Your goal —
Pull every "hand" line out of the data below.

[Given records Boundary: Start]

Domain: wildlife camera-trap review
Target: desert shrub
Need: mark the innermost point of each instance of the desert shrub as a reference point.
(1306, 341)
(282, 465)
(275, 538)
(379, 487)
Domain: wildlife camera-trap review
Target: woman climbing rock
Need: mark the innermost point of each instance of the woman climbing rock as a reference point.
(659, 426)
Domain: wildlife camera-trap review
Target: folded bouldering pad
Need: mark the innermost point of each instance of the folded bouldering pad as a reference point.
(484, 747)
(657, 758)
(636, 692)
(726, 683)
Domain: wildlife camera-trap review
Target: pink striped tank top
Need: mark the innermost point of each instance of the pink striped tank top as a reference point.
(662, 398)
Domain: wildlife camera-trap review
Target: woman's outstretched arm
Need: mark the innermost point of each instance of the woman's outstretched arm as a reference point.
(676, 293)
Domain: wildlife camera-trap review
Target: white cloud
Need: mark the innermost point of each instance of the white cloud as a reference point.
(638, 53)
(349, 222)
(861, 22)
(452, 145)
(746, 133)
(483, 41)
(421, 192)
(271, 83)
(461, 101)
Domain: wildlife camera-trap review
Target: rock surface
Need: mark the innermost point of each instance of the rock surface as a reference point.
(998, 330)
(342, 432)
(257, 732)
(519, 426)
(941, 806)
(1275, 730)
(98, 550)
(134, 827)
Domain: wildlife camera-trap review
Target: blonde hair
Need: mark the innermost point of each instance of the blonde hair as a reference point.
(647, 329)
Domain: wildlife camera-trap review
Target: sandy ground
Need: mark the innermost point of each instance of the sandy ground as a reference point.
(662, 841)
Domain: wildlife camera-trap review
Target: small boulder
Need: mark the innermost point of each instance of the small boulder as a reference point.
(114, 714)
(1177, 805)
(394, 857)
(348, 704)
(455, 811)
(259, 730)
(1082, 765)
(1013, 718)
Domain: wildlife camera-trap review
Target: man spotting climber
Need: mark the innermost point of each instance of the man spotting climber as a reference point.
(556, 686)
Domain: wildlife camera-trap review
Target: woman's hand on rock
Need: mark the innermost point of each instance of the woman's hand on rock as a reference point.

[Given records Boundary: End]

Result for this exercise —
Target: woman's hand on rock
Need: mark the innermost point of each instance of the woman's hand on rock as a reference point.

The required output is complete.